(Stored data entries)
■ ■ ■

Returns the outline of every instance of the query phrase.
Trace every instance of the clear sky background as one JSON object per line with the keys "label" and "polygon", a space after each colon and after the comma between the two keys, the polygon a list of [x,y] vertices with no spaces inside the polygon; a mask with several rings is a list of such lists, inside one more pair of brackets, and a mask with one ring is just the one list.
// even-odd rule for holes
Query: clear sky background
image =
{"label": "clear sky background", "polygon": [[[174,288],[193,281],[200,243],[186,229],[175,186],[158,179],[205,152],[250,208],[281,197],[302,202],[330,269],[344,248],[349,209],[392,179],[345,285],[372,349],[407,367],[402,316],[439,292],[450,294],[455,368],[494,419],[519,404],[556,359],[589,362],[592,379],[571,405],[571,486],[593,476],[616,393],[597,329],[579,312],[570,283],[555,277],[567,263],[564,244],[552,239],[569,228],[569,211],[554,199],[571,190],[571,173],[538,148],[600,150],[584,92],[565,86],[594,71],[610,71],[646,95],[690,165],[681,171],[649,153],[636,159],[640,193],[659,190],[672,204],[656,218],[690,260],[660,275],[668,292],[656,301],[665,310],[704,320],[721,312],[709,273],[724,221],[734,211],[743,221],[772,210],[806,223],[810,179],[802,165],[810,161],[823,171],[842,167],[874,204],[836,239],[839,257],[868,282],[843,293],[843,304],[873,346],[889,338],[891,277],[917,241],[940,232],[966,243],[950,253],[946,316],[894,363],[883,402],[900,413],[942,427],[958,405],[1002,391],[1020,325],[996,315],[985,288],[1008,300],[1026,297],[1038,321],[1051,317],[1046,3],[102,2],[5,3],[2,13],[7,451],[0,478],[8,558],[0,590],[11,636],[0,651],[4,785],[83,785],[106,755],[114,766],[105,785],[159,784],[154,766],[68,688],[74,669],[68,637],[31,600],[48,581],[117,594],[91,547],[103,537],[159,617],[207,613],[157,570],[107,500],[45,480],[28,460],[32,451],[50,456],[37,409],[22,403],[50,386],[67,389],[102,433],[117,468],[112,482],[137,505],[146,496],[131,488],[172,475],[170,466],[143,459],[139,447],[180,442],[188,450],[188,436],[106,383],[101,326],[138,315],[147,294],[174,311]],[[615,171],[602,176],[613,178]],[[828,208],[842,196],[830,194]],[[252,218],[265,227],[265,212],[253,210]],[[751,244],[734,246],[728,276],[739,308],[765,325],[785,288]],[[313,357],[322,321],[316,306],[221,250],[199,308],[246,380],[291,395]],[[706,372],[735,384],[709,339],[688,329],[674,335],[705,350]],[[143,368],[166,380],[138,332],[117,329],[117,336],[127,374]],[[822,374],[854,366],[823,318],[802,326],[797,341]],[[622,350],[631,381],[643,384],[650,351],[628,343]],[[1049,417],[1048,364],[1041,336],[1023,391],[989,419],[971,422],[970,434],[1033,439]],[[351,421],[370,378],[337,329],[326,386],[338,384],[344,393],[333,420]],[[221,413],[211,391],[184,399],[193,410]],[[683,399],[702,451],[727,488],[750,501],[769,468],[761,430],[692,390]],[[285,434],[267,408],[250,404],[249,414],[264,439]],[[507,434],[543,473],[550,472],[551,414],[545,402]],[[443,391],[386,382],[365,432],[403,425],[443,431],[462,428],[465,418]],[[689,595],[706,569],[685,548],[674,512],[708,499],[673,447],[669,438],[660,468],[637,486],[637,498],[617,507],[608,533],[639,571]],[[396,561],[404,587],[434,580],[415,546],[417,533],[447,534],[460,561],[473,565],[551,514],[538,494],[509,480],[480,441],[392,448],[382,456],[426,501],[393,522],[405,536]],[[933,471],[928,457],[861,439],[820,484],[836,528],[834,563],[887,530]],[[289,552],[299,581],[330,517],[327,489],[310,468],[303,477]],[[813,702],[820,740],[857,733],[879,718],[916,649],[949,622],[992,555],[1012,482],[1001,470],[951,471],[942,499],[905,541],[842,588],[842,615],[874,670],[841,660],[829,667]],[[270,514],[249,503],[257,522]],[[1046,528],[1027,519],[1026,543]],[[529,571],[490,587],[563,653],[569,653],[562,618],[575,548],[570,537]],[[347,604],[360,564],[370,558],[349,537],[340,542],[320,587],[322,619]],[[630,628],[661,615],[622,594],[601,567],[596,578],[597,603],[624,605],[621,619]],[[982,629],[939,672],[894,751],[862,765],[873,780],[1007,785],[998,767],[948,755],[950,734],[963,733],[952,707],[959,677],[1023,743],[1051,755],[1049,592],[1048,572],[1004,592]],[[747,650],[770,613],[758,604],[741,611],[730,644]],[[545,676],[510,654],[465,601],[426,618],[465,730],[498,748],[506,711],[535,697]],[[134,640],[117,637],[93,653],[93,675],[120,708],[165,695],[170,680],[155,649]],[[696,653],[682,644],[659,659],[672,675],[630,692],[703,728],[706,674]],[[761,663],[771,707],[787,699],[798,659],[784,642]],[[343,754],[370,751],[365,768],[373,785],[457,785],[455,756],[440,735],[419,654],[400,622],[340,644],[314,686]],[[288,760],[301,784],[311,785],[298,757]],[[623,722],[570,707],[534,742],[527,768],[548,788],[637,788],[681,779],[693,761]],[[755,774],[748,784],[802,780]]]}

■ ■ ■

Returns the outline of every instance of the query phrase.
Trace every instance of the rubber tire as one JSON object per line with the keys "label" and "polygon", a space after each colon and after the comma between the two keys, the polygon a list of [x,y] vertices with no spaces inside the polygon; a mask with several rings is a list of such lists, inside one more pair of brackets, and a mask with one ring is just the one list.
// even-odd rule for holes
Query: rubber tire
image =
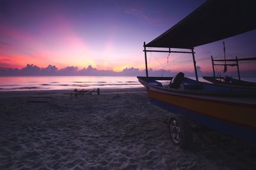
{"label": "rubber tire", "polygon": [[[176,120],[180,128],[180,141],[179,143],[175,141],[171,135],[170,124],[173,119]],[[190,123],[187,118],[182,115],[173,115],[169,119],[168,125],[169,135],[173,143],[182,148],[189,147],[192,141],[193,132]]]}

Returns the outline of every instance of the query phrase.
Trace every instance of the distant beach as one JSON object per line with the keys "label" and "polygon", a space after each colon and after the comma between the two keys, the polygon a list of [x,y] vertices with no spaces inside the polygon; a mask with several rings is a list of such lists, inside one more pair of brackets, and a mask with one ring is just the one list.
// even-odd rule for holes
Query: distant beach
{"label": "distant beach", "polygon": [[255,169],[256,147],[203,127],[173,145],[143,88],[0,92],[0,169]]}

■ ■ ■

[Exercise task] List every line of the listing above that contains the string "JSON".

[Result for this task]
Trace every instance of the clear sky background as one JSON object per line with the keys "label" and "polygon", a space after each colon and after the comma between the two keys, the polygon a list of [x,y] vertices with no spaces inside the polygon; a mask with several rings is a list of such lists, inside one more pair of brackets, and a mask with one ring is just the one list.
Trace every instance of the rubber tire as one JSON object per line with the keys "label" and "polygon", a space after each colon and after the comma between the two keys, the polygon a list of [x,y] vertices with no spaces inside the polygon; a mask with several rings is a list of such lists, inside one more pair of brackets, and a mask with one ring is just the one list.
Trace every instance of the distant beach as one JSON object per line with the keys "label" and "polygon", a space after each colon and after the comma between the two keys, the polygon a list of [x,y] vertices with no spaces inside the polygon; a mask with several rings is a list of such lists, inside one more pair of brackets, and a mask with one ring is just the one list.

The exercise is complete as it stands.